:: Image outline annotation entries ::

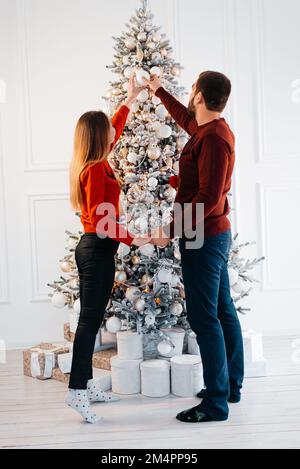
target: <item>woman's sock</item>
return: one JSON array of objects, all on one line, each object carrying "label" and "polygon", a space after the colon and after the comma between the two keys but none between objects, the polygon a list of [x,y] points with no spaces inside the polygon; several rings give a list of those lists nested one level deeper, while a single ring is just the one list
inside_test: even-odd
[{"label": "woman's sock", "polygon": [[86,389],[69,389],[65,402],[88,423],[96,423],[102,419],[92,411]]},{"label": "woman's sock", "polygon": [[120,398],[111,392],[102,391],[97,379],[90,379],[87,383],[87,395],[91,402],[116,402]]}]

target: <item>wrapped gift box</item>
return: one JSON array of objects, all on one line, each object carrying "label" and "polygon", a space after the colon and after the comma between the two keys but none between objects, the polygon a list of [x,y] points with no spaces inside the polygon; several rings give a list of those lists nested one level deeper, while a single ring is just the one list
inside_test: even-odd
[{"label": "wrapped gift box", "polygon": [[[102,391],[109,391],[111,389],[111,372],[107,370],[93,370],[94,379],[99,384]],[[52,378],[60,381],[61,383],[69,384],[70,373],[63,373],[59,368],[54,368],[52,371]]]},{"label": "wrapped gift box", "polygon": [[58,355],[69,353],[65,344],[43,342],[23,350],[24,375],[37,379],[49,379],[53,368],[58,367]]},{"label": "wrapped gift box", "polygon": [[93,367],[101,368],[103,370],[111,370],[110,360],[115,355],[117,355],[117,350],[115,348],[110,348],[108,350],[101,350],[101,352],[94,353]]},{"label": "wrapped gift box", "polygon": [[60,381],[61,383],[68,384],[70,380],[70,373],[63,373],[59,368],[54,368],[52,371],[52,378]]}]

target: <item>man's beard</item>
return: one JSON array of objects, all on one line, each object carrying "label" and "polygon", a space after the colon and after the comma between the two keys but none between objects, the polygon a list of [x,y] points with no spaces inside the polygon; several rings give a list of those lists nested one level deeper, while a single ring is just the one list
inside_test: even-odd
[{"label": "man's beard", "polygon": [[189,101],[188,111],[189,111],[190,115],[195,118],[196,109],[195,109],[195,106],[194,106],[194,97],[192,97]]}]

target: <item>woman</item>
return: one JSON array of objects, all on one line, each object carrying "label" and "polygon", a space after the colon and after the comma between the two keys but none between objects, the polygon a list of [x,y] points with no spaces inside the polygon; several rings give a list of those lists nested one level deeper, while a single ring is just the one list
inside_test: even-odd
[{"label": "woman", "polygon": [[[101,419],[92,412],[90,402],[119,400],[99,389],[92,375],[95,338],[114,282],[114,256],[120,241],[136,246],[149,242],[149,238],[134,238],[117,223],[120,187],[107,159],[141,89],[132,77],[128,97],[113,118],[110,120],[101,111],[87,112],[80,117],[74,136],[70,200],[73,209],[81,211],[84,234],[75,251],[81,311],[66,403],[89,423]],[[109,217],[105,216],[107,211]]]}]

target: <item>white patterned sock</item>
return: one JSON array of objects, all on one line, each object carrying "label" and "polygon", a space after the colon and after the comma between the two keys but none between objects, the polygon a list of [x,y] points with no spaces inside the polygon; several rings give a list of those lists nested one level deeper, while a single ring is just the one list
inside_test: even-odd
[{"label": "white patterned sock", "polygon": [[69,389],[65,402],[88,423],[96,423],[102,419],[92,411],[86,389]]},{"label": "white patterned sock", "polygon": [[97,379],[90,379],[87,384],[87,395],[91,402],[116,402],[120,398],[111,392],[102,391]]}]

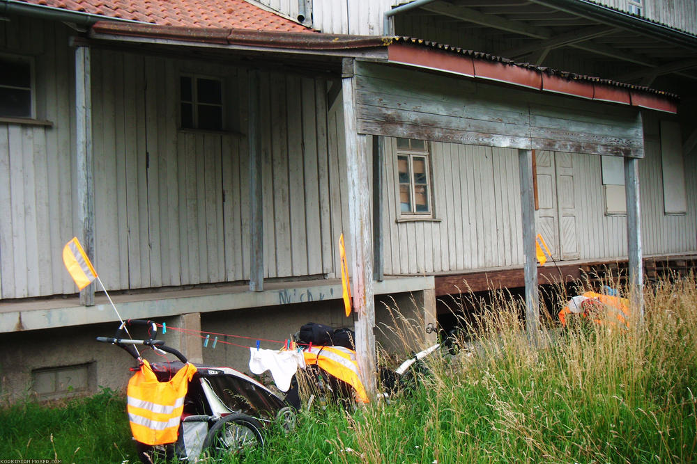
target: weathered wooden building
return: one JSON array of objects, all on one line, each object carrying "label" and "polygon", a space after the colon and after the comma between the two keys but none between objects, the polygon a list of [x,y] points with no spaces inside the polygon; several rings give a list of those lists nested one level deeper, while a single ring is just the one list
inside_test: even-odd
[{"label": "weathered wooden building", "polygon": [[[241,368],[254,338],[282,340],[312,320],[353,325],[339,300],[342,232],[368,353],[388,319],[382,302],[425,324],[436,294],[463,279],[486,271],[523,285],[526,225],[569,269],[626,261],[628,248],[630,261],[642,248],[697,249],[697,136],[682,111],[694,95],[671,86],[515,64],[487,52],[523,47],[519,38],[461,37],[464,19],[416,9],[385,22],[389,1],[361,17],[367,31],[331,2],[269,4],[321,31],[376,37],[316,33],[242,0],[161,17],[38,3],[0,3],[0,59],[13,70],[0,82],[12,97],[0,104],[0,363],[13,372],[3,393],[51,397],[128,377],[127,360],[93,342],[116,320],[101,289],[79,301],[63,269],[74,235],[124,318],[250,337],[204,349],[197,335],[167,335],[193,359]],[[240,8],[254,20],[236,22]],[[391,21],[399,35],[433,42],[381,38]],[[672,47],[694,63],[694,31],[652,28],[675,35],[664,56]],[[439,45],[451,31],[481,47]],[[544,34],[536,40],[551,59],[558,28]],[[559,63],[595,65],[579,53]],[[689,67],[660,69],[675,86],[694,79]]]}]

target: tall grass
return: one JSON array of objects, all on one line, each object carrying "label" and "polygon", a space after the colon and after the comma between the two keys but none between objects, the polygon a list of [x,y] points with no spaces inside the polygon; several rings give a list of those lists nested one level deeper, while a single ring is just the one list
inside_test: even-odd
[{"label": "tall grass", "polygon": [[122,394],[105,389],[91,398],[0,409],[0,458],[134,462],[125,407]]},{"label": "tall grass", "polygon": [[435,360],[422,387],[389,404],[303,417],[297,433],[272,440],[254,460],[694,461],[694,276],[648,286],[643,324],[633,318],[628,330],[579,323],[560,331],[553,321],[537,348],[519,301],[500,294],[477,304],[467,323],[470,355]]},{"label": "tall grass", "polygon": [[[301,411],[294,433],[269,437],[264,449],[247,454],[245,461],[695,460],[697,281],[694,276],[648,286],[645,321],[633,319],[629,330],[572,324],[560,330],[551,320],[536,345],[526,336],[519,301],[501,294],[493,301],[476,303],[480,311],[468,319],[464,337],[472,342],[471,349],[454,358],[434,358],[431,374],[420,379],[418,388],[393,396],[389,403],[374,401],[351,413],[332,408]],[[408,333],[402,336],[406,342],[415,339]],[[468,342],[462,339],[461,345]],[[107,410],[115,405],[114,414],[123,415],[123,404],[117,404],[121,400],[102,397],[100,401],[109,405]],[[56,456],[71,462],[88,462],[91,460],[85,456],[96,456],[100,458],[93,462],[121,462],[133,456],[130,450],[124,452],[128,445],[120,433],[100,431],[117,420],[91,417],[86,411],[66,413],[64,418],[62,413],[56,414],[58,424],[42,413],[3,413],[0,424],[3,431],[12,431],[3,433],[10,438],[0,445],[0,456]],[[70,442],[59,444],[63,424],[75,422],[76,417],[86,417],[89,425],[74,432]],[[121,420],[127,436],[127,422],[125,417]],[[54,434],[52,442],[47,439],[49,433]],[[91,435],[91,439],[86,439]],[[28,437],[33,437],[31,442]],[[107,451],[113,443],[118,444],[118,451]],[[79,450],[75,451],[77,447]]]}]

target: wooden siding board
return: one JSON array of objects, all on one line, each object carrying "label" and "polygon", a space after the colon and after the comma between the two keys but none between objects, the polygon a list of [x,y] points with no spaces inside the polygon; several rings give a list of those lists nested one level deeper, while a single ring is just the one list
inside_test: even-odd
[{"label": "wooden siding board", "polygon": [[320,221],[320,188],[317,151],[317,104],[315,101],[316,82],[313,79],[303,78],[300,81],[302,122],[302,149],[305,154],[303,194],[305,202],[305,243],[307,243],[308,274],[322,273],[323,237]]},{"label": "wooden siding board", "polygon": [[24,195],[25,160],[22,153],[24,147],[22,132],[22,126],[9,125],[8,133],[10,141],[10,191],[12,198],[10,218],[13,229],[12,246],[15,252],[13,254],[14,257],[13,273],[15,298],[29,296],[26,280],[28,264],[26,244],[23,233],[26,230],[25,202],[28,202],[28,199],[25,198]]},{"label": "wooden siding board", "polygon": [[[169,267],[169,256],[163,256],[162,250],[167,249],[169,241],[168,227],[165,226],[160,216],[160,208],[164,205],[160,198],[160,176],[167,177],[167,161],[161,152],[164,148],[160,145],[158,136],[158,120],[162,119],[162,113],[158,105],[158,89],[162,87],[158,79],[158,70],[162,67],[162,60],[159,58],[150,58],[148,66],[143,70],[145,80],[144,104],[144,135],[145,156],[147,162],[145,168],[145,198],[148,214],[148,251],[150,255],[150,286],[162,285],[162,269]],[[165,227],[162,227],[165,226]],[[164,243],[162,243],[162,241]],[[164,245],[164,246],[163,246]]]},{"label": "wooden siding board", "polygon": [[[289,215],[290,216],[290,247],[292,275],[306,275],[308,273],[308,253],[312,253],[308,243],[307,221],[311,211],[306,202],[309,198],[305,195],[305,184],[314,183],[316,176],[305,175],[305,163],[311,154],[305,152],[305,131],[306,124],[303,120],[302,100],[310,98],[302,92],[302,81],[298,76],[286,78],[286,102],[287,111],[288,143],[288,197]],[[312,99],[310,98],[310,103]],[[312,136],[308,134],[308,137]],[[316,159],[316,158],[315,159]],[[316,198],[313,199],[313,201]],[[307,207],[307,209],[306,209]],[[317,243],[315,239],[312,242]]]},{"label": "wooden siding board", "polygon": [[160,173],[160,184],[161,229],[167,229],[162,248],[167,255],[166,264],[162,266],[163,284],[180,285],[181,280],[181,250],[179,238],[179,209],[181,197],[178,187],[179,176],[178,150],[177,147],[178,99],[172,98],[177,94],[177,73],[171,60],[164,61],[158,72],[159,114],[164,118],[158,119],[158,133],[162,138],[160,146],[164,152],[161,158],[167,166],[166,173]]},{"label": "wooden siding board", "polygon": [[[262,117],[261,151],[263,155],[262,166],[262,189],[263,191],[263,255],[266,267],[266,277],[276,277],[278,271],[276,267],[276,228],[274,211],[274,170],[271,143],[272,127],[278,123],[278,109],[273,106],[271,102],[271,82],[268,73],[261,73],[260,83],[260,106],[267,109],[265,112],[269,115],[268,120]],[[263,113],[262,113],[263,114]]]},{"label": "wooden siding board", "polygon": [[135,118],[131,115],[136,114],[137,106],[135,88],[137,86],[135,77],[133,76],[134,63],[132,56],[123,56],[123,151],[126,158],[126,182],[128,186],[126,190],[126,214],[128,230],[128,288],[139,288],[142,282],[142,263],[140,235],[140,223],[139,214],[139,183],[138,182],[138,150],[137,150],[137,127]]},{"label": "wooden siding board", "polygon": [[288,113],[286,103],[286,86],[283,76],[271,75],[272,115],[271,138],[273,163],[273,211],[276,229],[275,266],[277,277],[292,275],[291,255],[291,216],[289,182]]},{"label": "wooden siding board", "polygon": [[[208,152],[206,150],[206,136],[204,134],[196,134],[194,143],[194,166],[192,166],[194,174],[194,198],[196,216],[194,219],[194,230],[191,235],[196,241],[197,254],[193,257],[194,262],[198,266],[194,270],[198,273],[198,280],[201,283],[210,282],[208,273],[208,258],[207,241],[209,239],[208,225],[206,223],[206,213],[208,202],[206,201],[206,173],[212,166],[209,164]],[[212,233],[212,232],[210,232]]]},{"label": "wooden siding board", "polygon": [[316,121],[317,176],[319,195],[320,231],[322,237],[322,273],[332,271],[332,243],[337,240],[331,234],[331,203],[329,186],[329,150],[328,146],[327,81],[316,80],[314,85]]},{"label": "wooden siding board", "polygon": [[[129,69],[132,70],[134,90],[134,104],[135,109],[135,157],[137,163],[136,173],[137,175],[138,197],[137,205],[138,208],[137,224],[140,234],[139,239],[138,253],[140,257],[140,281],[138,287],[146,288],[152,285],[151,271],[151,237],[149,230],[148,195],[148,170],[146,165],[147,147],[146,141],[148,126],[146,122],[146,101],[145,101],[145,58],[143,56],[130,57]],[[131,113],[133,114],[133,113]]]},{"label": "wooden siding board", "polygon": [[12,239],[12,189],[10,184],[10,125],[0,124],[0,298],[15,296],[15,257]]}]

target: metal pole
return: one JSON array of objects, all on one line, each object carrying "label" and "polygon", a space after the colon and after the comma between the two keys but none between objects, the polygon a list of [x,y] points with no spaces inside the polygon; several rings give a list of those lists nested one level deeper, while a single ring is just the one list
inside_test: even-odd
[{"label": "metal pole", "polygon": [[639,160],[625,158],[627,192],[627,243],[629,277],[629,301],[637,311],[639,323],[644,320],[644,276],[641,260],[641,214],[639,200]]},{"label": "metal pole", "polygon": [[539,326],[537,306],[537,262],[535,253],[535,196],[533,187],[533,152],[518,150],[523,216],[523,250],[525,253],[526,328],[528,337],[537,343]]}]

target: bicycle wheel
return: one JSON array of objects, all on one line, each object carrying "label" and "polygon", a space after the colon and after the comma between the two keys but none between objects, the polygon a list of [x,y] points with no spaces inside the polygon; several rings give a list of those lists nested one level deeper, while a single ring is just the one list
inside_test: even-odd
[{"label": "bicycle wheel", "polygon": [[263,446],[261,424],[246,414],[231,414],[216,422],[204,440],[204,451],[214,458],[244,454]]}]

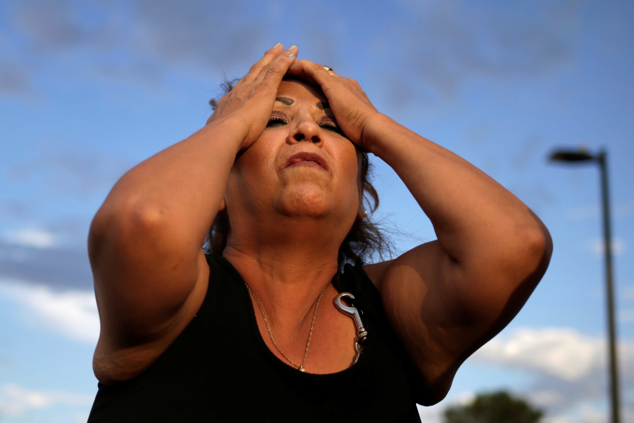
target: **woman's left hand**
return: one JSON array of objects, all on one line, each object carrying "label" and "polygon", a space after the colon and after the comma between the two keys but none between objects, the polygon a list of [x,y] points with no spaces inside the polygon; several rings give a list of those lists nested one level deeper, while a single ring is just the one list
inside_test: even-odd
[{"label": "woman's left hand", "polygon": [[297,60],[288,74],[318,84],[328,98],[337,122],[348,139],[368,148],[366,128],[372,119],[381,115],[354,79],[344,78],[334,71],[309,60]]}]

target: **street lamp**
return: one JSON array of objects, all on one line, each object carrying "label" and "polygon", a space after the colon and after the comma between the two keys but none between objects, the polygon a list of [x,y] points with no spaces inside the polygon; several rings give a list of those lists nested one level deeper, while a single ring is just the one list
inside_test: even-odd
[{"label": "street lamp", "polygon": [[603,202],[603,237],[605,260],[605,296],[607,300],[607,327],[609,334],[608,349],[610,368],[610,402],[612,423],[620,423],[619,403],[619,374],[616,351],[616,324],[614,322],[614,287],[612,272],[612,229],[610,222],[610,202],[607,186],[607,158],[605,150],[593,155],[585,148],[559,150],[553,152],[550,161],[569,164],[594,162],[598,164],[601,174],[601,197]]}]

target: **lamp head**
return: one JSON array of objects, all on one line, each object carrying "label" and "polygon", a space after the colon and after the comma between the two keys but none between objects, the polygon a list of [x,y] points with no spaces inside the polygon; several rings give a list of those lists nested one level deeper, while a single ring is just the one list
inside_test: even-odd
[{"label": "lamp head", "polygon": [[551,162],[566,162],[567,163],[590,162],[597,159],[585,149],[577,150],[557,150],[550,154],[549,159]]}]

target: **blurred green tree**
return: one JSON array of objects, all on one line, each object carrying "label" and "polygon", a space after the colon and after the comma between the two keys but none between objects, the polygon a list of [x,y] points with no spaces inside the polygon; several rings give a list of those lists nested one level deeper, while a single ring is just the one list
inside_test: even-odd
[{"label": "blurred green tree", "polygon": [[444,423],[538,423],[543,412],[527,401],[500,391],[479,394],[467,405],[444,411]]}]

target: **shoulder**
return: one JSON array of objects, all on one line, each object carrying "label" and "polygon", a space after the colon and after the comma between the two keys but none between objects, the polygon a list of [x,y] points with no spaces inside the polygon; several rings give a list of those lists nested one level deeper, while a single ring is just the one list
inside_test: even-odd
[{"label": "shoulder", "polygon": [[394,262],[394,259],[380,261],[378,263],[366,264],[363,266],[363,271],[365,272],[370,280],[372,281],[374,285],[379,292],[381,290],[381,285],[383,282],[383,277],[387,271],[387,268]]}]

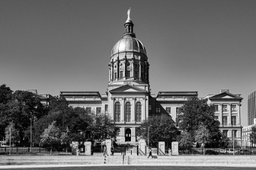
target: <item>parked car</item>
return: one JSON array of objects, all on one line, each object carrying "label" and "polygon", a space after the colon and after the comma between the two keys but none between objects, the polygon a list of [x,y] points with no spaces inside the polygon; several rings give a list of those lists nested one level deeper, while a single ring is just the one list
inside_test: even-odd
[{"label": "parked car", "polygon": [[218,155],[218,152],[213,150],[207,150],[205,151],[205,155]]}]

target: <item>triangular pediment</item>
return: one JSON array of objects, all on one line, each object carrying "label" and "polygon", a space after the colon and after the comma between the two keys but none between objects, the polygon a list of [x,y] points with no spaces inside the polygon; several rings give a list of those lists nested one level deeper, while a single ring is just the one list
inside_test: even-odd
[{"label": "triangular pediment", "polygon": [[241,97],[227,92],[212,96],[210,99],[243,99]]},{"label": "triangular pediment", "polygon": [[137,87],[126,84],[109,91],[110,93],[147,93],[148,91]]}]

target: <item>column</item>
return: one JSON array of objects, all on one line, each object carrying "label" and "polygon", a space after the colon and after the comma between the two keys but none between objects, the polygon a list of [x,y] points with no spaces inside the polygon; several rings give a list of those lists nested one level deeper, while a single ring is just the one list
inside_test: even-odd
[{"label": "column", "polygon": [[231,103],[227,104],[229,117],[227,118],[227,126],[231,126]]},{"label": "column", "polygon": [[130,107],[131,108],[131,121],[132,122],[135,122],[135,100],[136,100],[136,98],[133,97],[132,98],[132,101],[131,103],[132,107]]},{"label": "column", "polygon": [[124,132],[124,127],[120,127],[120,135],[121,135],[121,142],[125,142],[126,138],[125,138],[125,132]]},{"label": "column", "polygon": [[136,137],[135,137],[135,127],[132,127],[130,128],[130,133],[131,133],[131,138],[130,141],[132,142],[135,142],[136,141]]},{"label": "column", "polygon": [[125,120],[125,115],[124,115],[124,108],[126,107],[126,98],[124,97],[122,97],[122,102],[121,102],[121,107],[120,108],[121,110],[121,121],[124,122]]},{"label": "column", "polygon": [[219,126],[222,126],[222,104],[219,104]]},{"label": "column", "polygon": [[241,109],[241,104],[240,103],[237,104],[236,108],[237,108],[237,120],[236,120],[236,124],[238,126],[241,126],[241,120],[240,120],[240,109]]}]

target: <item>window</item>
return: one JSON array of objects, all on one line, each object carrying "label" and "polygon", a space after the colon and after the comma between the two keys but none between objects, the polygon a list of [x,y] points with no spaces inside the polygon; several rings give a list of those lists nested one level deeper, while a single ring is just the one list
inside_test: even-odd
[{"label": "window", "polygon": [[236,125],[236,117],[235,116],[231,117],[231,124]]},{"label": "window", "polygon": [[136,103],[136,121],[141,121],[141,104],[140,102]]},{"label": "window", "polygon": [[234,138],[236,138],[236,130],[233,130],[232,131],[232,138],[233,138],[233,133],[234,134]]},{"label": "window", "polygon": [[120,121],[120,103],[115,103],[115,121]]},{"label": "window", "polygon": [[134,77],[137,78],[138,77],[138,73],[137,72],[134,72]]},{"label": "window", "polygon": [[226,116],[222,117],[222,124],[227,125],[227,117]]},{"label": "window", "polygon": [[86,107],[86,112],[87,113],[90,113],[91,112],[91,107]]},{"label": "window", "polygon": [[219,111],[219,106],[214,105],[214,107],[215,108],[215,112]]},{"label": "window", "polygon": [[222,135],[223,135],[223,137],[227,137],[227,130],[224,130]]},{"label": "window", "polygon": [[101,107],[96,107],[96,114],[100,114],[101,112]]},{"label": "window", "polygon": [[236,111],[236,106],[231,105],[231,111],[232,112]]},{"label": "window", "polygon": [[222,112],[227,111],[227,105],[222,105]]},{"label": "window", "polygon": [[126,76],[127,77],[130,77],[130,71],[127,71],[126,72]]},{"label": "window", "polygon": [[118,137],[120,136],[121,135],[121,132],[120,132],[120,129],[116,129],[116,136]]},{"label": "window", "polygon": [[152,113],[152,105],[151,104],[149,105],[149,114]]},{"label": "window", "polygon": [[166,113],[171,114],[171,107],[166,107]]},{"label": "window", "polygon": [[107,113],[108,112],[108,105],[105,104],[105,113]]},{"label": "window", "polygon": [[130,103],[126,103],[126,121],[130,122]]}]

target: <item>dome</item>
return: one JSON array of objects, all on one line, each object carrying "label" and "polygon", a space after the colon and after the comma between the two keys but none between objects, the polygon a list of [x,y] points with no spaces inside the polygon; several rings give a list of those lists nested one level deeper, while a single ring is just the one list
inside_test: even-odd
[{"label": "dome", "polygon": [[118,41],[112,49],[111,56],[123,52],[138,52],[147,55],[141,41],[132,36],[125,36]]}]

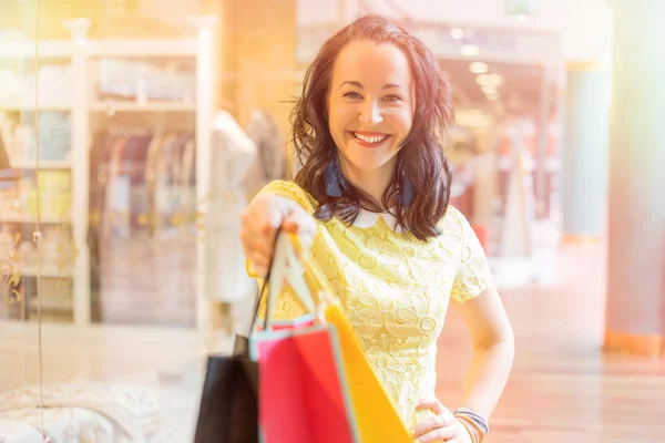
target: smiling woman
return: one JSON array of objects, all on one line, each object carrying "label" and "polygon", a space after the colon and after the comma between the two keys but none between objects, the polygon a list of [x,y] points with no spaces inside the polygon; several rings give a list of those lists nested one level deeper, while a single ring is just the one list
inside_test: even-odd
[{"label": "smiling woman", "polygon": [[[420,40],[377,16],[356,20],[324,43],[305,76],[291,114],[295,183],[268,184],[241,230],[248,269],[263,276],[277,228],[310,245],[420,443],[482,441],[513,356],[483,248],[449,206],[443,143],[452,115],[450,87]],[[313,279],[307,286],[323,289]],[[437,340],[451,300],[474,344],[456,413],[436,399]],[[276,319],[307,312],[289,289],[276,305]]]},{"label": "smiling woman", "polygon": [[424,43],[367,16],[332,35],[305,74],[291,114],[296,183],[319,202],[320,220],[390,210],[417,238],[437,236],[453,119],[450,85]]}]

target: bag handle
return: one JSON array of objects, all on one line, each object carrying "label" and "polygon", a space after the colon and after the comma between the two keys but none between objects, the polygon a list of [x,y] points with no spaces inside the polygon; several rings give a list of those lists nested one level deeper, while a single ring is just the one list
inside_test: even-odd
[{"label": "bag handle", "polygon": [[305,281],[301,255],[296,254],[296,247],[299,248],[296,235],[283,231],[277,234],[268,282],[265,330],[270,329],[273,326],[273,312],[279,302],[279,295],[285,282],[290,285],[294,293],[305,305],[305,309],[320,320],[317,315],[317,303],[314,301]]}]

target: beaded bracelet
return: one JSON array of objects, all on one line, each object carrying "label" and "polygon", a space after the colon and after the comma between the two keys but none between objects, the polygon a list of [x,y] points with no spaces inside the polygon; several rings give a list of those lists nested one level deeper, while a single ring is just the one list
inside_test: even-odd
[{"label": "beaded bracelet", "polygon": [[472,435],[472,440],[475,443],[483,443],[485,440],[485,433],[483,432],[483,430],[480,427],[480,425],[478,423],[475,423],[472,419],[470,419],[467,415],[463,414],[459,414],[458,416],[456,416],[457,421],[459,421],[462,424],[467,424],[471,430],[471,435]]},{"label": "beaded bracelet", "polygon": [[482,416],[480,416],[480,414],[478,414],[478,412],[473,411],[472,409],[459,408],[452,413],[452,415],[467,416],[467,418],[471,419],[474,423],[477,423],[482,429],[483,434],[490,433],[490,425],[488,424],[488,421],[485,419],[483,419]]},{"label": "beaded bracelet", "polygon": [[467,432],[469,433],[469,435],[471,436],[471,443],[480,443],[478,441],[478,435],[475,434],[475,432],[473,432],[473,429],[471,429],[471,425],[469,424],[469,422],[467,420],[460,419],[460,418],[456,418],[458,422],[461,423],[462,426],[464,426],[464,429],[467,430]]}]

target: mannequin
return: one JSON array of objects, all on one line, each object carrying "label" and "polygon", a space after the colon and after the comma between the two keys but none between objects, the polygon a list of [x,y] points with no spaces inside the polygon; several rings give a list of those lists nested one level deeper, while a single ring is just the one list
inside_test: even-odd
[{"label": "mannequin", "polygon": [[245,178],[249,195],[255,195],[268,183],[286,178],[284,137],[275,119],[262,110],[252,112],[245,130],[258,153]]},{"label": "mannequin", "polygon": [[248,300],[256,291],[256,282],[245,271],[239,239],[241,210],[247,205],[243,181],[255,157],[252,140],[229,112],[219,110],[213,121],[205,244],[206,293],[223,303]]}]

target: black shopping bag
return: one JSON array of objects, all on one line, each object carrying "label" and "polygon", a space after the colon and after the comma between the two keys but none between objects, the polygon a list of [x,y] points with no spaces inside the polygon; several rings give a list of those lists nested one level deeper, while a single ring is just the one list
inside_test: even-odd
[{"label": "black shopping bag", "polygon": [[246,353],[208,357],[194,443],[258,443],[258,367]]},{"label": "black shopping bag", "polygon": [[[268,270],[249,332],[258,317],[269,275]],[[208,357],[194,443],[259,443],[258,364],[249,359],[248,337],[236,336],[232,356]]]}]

:: Task objective ::
Which lines in the records above contain the string "patterned"? Show every one of them in full.

:: Reply ::
target: <item>white patterned sock</item>
[{"label": "white patterned sock", "polygon": [[69,389],[65,402],[88,423],[96,423],[102,419],[92,411],[86,389]]},{"label": "white patterned sock", "polygon": [[97,379],[90,379],[87,384],[87,395],[91,402],[116,402],[120,398],[111,392],[102,391]]}]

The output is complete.